**KURZE AUFGABE 1**.
Beantworten Sie anhand des Textes über Medienkompetenz an Schulen die folgenden Fragen.
(a) Welches Institut leitet Kai-Thorsten Buchele, und in welcher Stadt befindet es sich?
(b) Was tragen die Kinder in das Medientagebuch ein?
(c) Bei welcher Stiftung ist Felix Weiß als Ansprechpartner für die Schulen zuständig?
==========
Mit der Durchführung auch an den Backnanger Schulen ist Kai-Thorsten Buchele, Leiter des Instituts für Demokratie und Medienkompetenz in Leipzig, mit seinen Kollegen betraut worden. „Es geht ums Analoge“, steigt er beim Besuch dieser Zeitung in seine Erläuterungen ein. Es gehe darum, die Menschen zu schulen in ihrem Umgang mit der Technik, um diese vernünftig einzusetzen.

Die Frage, wie man die Kinder dazu bringt, zu wissen, welches Medium zu welcher Gelegenheit das richtige ist, stehe hier im Vordergrund. „Manchmal ist das Analoge eben doch immer noch das Bessere“, sagt Buchele und meint damit das Treffen, das Spielen und die Gespräche mit Freunden, was sich eben nicht in der gleichen Qualität durch digitale Dienste wie WhatsApp und Co. ersetzen lasse. Es gehe also auch um Fragen des Zusammenlebens und Umgangs miteinander. Das beinhalte mitunter die ein oder andere Erkenntnis für die Eltern und deren mediale Verantwortung. „Deutschland hat geschlafen. Wir müssen vieles nachholen. Das ist kein reibungsloser Prozess“, so Buchele. Nun gelte es, mit Fingerspitzengefühl die Kinder dort abzuholen, wo sie kenntnistechnisch stehen. Unter anderem kommt dabei ein Medientagebuch zum Tragen, in das die Kinder eintragen, welches Medium sie wann am Tag wie lange nutzen. „Wir haben gelernt, dass die Schulen jemanden brauchen, um die Digitalisierung umzusetzen“, berichtet Felix Weiß. Weiß ist als Ansprechpartner für die Schulen und generell für die Netzwerkarbeit bei der Ralf-Rangnick-Stiftung zuständig. Auch ihm ist bewusst, wie unterschiedlich die Schulen arbeiten und dass es noch große Unterschiede bei der technischen Ausstattung gibt.
==========
**KURZE AUFGABE 2**.
Übertragen Sie aus den Datensätzen alles von der Zeile, die „Each instance gets a single point. Label the green wrapped“ enthält, bis hinunter zum Ende der Datensätze, jeweils einschließlich.

**Einträge mit Koordinatenannotationen**.
==========
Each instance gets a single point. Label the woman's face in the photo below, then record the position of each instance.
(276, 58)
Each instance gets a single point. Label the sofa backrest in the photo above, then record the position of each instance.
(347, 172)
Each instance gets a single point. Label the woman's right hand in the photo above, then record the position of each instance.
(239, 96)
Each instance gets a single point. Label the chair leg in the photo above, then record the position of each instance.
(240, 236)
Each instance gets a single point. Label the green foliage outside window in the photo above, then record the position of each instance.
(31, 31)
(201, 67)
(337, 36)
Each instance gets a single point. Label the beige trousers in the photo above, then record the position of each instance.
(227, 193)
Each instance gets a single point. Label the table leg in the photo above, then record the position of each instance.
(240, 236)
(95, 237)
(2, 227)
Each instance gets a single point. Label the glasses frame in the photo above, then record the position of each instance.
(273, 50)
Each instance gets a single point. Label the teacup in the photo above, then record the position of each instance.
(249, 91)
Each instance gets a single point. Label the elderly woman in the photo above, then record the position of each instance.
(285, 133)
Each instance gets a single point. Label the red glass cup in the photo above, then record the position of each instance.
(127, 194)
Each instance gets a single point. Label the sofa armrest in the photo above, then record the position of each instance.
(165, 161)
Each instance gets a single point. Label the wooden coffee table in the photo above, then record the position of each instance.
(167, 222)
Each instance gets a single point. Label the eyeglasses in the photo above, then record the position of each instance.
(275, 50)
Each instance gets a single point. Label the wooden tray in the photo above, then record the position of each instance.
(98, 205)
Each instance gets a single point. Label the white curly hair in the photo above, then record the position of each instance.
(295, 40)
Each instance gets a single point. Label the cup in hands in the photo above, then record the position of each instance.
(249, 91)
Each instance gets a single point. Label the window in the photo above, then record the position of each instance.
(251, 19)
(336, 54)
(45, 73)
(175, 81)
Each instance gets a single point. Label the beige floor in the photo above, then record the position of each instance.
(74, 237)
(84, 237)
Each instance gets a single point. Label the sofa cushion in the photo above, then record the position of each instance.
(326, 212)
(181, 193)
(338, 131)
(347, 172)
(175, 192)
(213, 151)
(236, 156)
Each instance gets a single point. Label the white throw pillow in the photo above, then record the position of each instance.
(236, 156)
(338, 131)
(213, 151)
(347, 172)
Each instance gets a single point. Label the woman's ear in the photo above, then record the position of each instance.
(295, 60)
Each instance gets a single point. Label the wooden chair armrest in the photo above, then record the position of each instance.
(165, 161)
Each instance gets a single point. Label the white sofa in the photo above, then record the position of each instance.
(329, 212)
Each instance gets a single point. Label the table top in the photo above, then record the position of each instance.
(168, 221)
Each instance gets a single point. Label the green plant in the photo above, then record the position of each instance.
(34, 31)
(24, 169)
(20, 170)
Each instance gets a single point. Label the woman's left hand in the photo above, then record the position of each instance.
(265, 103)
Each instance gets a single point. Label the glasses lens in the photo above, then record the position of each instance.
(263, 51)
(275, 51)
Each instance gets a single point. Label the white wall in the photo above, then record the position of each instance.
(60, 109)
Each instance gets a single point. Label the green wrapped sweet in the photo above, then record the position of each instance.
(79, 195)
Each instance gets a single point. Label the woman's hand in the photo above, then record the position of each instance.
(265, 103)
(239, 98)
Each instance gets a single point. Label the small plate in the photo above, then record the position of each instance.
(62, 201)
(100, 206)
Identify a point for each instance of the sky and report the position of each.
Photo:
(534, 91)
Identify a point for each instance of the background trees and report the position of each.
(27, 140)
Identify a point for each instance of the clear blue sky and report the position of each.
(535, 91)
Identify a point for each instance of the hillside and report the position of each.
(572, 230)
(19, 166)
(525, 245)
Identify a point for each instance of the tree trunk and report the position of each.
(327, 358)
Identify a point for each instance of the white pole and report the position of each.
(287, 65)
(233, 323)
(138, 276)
==========
**ERGEBNIS 1**.
(a) Er leitet das Institut für Demokratie und Medienkompetenz in Leipzig.
(b) Die Kinder tragen ein, welches Medium sie wann am Tag wie lange nutzen.
(c) Er ist bei der Ralf-Rangnick-Stiftung zuständig.

**ERGEBNIS 2**.
Each instance gets a single point. Label the green wrapped sweet in the photo above, then record the position of each instance.
(79, 195)
Each instance gets a single point. Label the woman's hand in the photo above, then record the position of each instance.
(265, 103)
(239, 98)
Each instance gets a single point. Label the small plate in the photo above, then record the position of each instance.
(62, 201)
(100, 206)
Identify a point for each instance of the sky and report the position of each.
Photo:
(534, 91)
Identify a point for each instance of the background trees and report the position of each.
(27, 140)
Identify a point for each instance of the clear blue sky and report the position of each.
(535, 91)
Identify a point for each instance of the hillside and report the position of each.
(572, 230)
(19, 166)
(525, 245)
Identify a point for each instance of the tree trunk and report the position of each.
(327, 358)
Identify a point for each instance of the white pole and report the position of each.
(287, 65)
(233, 323)
(138, 276)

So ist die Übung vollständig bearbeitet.